(MATERIAL FOR THIS TASK begins)

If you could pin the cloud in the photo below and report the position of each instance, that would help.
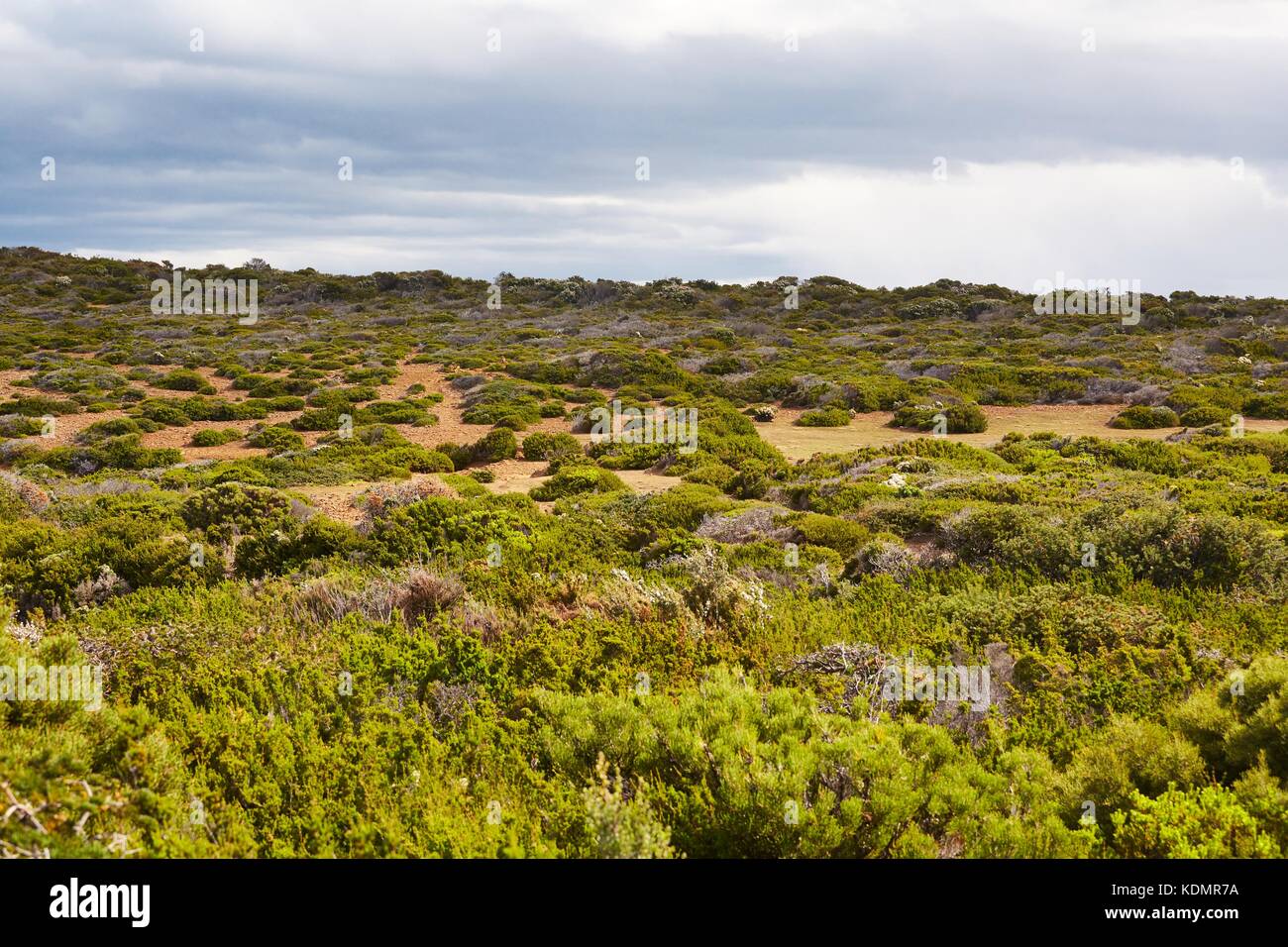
(763, 159)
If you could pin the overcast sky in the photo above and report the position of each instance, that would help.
(1120, 140)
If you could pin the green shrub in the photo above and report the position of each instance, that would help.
(1145, 416)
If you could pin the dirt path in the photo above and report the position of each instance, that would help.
(872, 429)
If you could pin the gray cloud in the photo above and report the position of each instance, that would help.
(524, 158)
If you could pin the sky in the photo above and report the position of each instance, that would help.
(888, 144)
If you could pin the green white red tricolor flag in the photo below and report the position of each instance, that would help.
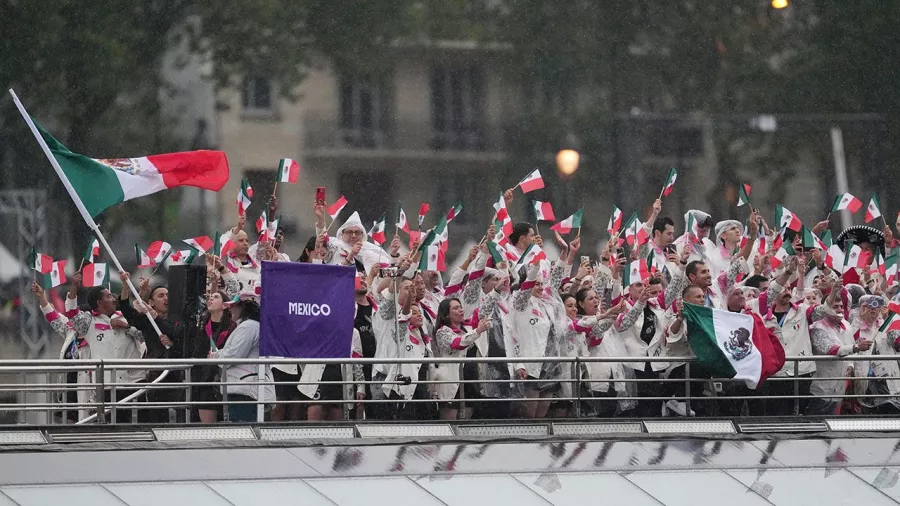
(335, 209)
(615, 221)
(890, 268)
(93, 251)
(781, 256)
(402, 222)
(635, 235)
(55, 276)
(857, 258)
(454, 211)
(103, 183)
(532, 182)
(222, 244)
(670, 182)
(743, 194)
(532, 255)
(96, 274)
(40, 262)
(786, 219)
(543, 211)
(143, 260)
(873, 211)
(158, 251)
(733, 345)
(846, 202)
(569, 224)
(637, 272)
(503, 217)
(288, 171)
(423, 210)
(201, 244)
(377, 233)
(245, 196)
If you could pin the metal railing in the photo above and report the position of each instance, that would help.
(103, 406)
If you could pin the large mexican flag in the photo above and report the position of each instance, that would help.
(103, 183)
(733, 345)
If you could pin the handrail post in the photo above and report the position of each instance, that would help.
(99, 378)
(187, 395)
(687, 388)
(576, 386)
(462, 392)
(796, 387)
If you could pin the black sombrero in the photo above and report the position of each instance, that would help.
(858, 234)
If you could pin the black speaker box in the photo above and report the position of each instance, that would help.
(187, 287)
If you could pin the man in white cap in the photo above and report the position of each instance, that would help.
(350, 246)
(704, 246)
(728, 237)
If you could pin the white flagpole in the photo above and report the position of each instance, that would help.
(78, 203)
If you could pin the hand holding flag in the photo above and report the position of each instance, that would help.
(670, 183)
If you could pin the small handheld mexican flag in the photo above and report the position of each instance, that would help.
(615, 221)
(637, 272)
(543, 211)
(245, 194)
(787, 219)
(288, 171)
(454, 211)
(158, 251)
(334, 209)
(143, 260)
(55, 276)
(183, 257)
(846, 202)
(570, 223)
(402, 222)
(890, 268)
(781, 256)
(423, 210)
(222, 244)
(377, 233)
(743, 194)
(873, 211)
(532, 255)
(532, 182)
(262, 222)
(496, 255)
(733, 345)
(96, 274)
(201, 244)
(40, 262)
(93, 251)
(670, 182)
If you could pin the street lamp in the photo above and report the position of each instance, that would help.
(567, 161)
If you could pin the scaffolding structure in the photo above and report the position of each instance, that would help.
(27, 209)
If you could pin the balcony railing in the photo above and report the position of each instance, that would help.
(94, 407)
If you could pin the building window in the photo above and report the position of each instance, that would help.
(363, 190)
(256, 94)
(456, 107)
(364, 107)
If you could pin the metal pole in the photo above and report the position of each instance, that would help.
(260, 393)
(687, 388)
(101, 399)
(796, 388)
(187, 395)
(840, 169)
(462, 393)
(576, 387)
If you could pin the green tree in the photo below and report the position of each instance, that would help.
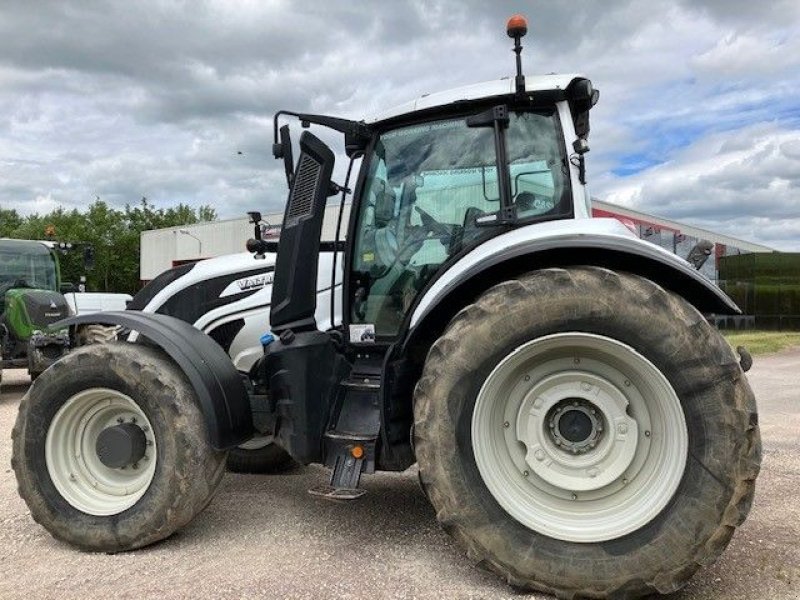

(MATERIAL FOR THIS TASK ends)

◆ **WHAT IS REQUIRED**:
Go through the listing above and retype each line exactly, apart from the pictures.

◆ **WRITTEN REPLY**:
If you could pin the cloud in the photo below and report the position of each instance, that would help.
(763, 159)
If you could pin the overcast sky in the photo above and report the position of each instance, that would help.
(1120, 140)
If you could pin the green shrub in the photo above and report the position of each instance, that would help.
(1145, 416)
If you could pin the dirt path in the photo above and report the position of each instance, that would help.
(872, 429)
If you could pin the gray cloud in the photo above and report the position of each instance, that would help.
(524, 158)
If you could pin the sky in the photo above and report the position of each instance, that would help.
(888, 144)
If you could pin the green white red tricolor flag in the photo below and report the position of each instance, that would help.
(335, 209)
(615, 221)
(890, 268)
(93, 251)
(781, 256)
(402, 222)
(635, 235)
(55, 276)
(857, 258)
(454, 211)
(103, 183)
(532, 182)
(222, 244)
(670, 182)
(743, 194)
(532, 255)
(96, 274)
(40, 262)
(786, 219)
(543, 211)
(143, 260)
(873, 211)
(158, 251)
(733, 345)
(846, 202)
(569, 224)
(637, 272)
(503, 217)
(288, 171)
(423, 210)
(201, 244)
(377, 233)
(245, 196)
If you could pin the metal railing in the photo above and report the position of each instance, that would help.
(103, 406)
If you could pin the large mexican flag in the photo above and report the position of each instance, that would help.
(103, 183)
(733, 345)
If you could pin the handrail post in the photo above and report the position of each instance, that would help.
(99, 378)
(187, 395)
(687, 388)
(576, 386)
(462, 392)
(796, 387)
If you could pin the black sombrero in the photo above and report the position of each instance, that would help.
(858, 234)
If you could pin the black speaker box in the photo above and report the position of each instance, that would help.
(187, 287)
If you could pin the man in white cap in the photo above and report the position of each instance, that would help.
(350, 246)
(704, 246)
(728, 237)
If you could pin the white flagpole in the photo above and report the position of each instance, that would help.
(78, 203)
If you could pin the hand holding flag in the photo above and report the position of each instance, that would help.
(670, 183)
If you could pin the small handheld mexican flag in the photo above and report the position of each instance, that would help.
(615, 221)
(637, 272)
(543, 211)
(245, 194)
(787, 219)
(288, 171)
(454, 211)
(158, 251)
(334, 209)
(143, 260)
(55, 276)
(183, 257)
(846, 202)
(570, 223)
(402, 222)
(890, 268)
(781, 256)
(423, 210)
(222, 244)
(377, 233)
(743, 194)
(873, 211)
(532, 255)
(532, 182)
(262, 222)
(496, 255)
(733, 345)
(96, 274)
(201, 244)
(40, 262)
(93, 251)
(670, 182)
If you could pin the street lamp in the photo above and report the position of each instance, that would help.
(567, 161)
If you could pin the scaffolding structure in the photo above and report the position of each instance, that would help.
(27, 209)
If you could pin the balcony railing in the photo above and report the position of each instance, that would help.
(94, 407)
If you could pin the building window in the photo above and report the position of each instance, that would help.
(363, 190)
(256, 94)
(456, 107)
(364, 107)
If you could pin the metal pole in the photo above and report the position of each instance, that would help.
(260, 393)
(687, 388)
(101, 399)
(796, 388)
(187, 395)
(840, 169)
(462, 393)
(576, 387)
If you could pin the green tree in the photo below and report the position of each instance, that would help.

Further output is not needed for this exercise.